Supplied passage
▬▬▬▬▬▬

# Curtain Repair Near or Around Amarillo, Texas



## Fraghawk (Mar 17, 2013)

My school's Grand Drape is in very bad condition. There is a 6" x 6" rip/hole in the center of it and it does not close anywhere close to all the way. My director says she does not know who to call to fix this, and neither do I. Does anybody know of any places that do curtain repair near Amarillo, Texas? If not, is there anyway to fix the curtain so it will at least close properly? Any help will be appreciated, thanks.


----------



## LoboLux (Mar 17, 2013)

You might want to try Texas Scenic
TSC - Theatrical Stage Equipment


----------



## BillConnerFASTC (Mar 17, 2013)

I agree - call Roy Harline at Texas Scenic Company in San Antonio. The curtain will be easy - just replace it unless it's under 5 years old - and use IFR fabric. The operation - I'm guessing track - will be tougher. Is this dead hung or on a line set (rigged)? Probably not hard to fix if rigged and you can lower it.


----------



## gafftaper (Mar 19, 2013)

BillConnerASTC said:


> I agree - call Roy Harline at Texas Scenic Company in San Antonio. The curtain will be easy - just replace it unless it's under 5 years old - and use IFR fabric. The operation - I'm guessing track - will be tougher.

▬▬▬▬▬▬

Entries shown
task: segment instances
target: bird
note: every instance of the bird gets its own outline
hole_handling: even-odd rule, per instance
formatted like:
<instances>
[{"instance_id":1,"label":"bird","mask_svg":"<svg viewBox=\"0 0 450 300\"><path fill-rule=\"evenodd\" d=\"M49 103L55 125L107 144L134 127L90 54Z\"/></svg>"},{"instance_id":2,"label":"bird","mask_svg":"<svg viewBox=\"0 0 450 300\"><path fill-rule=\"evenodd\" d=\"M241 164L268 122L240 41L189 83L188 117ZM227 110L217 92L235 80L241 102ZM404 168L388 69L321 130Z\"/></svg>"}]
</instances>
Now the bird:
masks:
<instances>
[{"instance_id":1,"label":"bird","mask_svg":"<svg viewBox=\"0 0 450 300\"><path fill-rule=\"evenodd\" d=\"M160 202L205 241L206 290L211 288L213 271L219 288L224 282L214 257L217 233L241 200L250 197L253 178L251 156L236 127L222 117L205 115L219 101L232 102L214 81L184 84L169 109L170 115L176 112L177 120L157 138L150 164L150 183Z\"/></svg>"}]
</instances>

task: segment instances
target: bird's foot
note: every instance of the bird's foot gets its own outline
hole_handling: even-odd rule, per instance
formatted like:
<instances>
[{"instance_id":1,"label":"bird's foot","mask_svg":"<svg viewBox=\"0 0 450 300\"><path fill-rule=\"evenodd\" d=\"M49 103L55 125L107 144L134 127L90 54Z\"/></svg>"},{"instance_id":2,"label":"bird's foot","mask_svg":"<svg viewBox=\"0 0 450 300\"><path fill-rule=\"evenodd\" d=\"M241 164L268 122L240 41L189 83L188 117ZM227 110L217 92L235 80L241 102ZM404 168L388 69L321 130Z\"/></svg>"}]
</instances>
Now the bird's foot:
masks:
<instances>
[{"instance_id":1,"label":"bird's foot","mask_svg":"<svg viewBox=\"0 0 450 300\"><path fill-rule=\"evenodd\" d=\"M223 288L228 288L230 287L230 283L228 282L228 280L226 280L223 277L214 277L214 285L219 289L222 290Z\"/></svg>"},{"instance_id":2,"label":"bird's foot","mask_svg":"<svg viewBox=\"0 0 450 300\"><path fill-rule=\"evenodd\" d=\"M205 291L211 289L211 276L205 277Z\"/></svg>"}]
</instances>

▬▬▬▬▬▬

Task list
1. Return everything in the curtain repair thread from "My school's Grand" down to "be appreciated, thanks.", copied exactly.
2. Carry the curtain repair thread forward from the point where it ends.

Answers by task
1.
My school's Grand Drape is in very bad condition. There is a 6" x 6" rip/hole in the center of it and it does not close anywhere close to all the way. My director says she does not know who to call to fix this, and neither do I. Does anybody know of any places that do curtain repair near Amarillo, Texas? If not, is there anyway to fix the curtain so it will at least close properly? Any help will be appreciated, thanks.

2.
While I agree on calling Texas Scenic. The problem is this is a school. Odds are very high they don't have a spare $20-$40k just sitting around to replace their grand drapes. I've been in a similar situation and if it was up to the school district that dead curtain might still be there. After 5 years of work I managed to get a local arts grant to replace my curtains. 

In the mean time I went to the local fabric store and purchased the heaviest thread and the largest needles I could find and just stitched my holes back together as best I could. If your holes are really bad try finding a piece of fabric to patch them with. It's not going to look great, but it's better than nothing. Depending on your district you may have to wait years for a capitol upkeep project to replace the grand.

As for the curtain track, is there a college/university with a big tech program nearby? Call them and ask if there's anyone who would be willing to come help you. The problem may be fairly easy to fix or it may be impossible. Getting someone who knows their stuff in there to look at it would be a huge help.


----------



## chausman (Mar 19, 2013)

You might also try talking to whomever does your costuming. Our costumer has fixed almost every curtain we own at one time or another.


----------



## BillConnerFASTC (Mar 19, 2013)

Fraghawk - can you locate a tag or label - I most often see them on the bottom hem but could be any any hem - and should give material and flame retardant treatment date and hopefully size. Just curious how old it is. I can usually convince most schools to replace the curtains if they do not meet fire code requirements, much more easily than if it's a blemish issue.


----------



## gafftaper (Mar 19, 2013)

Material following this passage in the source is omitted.